Texto —

........

O peso sobre esse naco do setor produtivo também preocupa o advogado Eduardo Maciel, sócio do Maciel, Fernandes, Basso e Dumas Advogados. O especialista concorda com a necessidade de investir em treinamentos, admite peso nos orçamentos das pequenas e médias empresas, mas destaca um ponto positivo. “Esses investimentos, embora onerosos, podem reduzir passivos trabalhistas e aumentar a produtividade a longo prazo.”
CUIDADO
Apesar de haver ainda mais dúvidas que certezas, os especialistas concordam que é necessário investir em ambientes mais saudáveis de trabalho. Para Maciel, as organizações precisam evitar “demasiada pressão ou cobrança, tampouco exigir da pessoa além do que ela é capaz de entregar”. Caso contrário, segundo ele, “a demissão seria a melhor forma das empresas lidarem com o assunto – com pagamentos de todos os direitos trabalhistas ou a contenção da exigência”.
Uma das principais novidades da norma é a obrigatoriedade do Gerenciamento de Riscos Ocupacionais (GRO), que determina que as empresas implementem um Programa de Gerenciamento de Riscos (PGR). “A empresa deve conceder treinamentos sobre burnout, prevenção e tratamento, além de comprovar que adotou todas as medidas necessárias para evitar a doença”, explica Maciel.
Percelman ressalta que a nova norma exige que as empresas identifiquem e comuniquem os riscos psicossociais, implementando medidas para mitigá-los. “A empresa deve investir em treinamentos, programas de apoio à saúde mental e criar um ambiente que promova o equilíbrio entre vida pessoal e profissional”, afirma.

........

Dados fornecidos —
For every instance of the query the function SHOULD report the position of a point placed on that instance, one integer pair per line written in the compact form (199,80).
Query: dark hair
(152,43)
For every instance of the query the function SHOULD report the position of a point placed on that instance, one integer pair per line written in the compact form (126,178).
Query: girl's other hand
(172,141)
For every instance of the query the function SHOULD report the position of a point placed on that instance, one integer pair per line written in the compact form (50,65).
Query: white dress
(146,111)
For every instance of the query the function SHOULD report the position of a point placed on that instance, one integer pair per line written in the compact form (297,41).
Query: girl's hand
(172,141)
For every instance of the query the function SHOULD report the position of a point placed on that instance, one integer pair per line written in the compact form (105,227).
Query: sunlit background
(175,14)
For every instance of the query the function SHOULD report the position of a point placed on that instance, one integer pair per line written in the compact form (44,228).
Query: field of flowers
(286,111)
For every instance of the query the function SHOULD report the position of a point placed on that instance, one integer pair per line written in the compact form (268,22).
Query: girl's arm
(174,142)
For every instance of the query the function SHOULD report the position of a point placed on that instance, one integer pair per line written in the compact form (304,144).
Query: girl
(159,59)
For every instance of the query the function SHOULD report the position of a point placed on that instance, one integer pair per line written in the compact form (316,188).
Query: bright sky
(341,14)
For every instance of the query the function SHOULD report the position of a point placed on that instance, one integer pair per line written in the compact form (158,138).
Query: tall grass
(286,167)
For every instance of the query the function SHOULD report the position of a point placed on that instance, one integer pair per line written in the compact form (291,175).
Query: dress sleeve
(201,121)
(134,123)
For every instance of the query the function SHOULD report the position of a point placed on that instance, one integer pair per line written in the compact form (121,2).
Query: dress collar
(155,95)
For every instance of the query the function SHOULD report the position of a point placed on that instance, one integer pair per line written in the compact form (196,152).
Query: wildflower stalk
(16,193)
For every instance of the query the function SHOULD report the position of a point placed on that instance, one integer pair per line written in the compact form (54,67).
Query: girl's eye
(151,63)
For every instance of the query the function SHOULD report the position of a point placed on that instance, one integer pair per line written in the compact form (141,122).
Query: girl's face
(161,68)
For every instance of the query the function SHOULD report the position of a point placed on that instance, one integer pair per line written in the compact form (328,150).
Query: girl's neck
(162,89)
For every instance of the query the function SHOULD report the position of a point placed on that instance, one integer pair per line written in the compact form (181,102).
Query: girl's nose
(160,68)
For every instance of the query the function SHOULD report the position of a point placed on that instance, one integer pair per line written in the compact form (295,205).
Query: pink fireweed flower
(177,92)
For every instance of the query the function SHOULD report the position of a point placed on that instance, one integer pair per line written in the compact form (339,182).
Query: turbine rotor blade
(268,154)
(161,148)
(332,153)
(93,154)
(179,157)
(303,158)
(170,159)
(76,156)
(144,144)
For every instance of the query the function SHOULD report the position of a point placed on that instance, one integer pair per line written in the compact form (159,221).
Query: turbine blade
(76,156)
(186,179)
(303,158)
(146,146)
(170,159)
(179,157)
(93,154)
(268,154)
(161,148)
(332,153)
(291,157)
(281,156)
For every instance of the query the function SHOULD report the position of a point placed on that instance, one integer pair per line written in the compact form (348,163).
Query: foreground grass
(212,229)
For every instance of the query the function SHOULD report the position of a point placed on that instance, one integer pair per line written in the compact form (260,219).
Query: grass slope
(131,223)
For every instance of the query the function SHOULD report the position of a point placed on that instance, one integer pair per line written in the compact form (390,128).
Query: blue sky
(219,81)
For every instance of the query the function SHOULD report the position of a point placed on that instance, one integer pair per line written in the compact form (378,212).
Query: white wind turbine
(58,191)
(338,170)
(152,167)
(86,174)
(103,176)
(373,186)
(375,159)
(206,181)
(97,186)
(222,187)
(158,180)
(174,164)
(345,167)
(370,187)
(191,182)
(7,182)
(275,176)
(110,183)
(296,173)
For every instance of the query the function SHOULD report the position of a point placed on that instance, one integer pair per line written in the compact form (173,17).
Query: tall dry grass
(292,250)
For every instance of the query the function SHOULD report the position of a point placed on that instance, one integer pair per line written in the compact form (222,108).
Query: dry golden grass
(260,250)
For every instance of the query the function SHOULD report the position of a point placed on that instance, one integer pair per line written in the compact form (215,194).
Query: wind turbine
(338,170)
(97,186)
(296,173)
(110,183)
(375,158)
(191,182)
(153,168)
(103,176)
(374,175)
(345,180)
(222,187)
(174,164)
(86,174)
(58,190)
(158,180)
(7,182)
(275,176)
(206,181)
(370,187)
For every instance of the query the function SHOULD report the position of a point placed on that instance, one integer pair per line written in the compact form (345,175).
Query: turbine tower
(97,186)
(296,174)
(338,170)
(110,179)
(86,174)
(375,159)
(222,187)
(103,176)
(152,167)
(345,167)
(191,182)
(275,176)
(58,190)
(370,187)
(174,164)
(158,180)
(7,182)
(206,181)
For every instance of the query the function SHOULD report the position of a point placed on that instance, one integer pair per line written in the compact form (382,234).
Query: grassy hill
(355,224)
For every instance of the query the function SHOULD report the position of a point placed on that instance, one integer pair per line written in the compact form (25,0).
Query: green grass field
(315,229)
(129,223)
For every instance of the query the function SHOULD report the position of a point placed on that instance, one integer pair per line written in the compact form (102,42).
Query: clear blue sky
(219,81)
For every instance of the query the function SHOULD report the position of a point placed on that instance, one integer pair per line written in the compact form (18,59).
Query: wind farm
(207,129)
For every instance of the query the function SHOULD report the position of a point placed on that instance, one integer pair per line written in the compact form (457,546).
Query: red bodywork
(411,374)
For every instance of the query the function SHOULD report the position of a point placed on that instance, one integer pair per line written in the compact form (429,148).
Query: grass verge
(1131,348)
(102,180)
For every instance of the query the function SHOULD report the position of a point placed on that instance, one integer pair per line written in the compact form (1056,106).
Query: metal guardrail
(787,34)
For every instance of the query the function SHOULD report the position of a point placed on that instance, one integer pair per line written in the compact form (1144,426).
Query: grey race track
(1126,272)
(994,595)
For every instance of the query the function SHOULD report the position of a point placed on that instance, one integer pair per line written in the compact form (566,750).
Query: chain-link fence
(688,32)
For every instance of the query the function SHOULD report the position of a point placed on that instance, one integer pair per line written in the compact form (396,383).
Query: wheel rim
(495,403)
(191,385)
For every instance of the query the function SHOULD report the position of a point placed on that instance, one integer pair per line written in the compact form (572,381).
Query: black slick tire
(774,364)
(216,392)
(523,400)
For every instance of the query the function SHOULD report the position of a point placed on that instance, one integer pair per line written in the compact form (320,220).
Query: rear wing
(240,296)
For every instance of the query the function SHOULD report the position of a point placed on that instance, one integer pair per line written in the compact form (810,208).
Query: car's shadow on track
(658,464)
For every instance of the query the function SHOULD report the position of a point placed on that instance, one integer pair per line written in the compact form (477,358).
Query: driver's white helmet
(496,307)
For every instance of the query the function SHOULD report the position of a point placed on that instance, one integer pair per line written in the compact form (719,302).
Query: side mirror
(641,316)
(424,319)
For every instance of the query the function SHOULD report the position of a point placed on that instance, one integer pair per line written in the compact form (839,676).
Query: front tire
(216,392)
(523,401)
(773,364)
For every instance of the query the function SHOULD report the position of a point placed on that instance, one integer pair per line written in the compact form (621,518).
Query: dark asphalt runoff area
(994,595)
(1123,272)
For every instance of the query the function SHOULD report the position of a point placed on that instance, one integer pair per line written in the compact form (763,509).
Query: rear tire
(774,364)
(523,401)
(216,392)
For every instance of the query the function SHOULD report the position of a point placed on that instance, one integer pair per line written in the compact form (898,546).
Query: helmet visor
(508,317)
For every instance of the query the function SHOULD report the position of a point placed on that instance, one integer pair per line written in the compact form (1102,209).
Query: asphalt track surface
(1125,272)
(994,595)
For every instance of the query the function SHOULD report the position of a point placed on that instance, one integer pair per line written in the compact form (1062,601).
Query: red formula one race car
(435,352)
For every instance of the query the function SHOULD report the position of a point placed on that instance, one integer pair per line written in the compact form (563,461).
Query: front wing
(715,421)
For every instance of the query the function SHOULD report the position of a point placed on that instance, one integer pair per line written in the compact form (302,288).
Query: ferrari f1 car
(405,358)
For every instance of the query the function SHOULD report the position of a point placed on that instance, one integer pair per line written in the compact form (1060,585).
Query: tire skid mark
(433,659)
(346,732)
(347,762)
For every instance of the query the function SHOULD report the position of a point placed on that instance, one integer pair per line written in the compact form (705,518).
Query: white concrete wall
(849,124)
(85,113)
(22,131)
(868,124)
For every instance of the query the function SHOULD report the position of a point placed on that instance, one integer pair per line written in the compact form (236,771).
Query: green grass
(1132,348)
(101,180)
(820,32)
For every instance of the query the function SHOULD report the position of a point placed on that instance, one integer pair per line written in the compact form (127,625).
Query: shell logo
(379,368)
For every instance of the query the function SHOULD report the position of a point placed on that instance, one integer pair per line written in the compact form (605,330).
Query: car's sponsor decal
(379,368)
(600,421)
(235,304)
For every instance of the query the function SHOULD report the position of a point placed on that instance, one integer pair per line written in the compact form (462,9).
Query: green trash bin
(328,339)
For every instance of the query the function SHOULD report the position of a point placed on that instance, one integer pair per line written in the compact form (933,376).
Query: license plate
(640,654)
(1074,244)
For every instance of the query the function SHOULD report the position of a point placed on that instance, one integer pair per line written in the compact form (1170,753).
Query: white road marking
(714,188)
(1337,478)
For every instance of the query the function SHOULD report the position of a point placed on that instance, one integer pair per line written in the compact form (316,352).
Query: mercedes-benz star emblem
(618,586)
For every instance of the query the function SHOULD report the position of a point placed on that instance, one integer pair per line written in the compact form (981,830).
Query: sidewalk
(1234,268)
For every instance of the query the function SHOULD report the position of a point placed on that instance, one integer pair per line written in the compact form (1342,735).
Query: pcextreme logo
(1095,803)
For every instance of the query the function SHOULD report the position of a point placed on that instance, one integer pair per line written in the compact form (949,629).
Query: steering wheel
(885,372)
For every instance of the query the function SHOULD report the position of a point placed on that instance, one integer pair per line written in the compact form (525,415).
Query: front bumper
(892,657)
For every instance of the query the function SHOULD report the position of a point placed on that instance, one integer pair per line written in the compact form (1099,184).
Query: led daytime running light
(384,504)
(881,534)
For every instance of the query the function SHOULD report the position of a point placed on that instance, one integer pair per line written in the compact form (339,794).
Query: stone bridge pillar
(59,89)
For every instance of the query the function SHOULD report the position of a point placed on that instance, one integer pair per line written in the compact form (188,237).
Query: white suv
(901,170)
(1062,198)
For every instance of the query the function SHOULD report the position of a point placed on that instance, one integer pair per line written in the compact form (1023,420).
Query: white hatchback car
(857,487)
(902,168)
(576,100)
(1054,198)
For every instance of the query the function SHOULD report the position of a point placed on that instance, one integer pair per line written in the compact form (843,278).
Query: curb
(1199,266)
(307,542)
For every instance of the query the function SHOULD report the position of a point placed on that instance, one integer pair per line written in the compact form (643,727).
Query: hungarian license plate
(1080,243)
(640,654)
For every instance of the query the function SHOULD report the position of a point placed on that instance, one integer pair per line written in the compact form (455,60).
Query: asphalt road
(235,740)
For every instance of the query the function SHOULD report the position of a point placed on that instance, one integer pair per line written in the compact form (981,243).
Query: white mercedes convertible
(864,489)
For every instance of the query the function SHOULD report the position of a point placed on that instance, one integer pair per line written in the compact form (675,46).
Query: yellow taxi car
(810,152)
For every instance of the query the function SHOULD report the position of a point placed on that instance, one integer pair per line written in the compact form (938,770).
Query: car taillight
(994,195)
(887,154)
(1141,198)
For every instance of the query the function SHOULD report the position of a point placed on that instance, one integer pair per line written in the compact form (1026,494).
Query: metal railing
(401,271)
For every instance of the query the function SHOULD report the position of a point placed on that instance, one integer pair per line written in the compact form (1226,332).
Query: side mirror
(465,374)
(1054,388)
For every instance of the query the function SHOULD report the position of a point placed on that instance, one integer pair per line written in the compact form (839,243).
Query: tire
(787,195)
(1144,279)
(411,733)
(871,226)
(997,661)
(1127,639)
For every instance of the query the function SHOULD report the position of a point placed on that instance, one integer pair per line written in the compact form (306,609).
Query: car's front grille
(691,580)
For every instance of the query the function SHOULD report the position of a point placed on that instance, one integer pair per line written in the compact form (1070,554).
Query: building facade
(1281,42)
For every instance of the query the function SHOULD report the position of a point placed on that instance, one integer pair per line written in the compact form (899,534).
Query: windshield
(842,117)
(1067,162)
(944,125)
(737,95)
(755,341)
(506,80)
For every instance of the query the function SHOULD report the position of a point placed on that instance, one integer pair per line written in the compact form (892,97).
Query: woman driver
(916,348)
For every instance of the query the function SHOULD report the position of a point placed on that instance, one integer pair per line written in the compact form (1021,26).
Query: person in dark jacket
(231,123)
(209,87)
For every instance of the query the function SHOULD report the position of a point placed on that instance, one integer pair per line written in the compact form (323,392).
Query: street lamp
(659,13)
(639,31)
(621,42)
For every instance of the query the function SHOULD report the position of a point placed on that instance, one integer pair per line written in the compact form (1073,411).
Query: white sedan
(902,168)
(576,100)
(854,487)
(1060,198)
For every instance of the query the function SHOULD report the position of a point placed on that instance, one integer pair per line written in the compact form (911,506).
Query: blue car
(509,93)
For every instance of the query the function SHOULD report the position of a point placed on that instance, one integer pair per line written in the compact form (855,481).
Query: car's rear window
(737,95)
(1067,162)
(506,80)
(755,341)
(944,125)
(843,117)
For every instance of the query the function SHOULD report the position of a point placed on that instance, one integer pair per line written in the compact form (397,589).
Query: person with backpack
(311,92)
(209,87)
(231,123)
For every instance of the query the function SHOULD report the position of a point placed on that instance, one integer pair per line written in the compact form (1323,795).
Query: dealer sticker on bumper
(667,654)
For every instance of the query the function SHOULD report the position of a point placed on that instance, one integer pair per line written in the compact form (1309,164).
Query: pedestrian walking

........

Enunciado da tarefa —
Indique se cada afirmação a seguir concorda com o texto sobre a nova norma, respondendo sim ou não e citando literalmente o trecho do texto que decide. (a) Maciel diz que os investimentos em treinamentos podem reduzir passivos trabalhistas. (b) Os especialistas discordam sobre a necessidade de investir em ambientes de trabalho mais saudáveis. (c) Segundo Percelman, a nova norma dispensa as empresas de comunicar os riscos psicossociais.

Resolução da tarefa —
(a) Sim: "Esses investimentos, embora onerosos, podem reduzir passivos trabalhistas e aumentar a produtividade a longo prazo."
(b) Não: "os especialistas concordam que é necessário investir em ambientes mais saudáveis de trabalho"
(c) Não: "a nova norma exige que as empresas identifiquem e comuniquem os riscos psicossociais"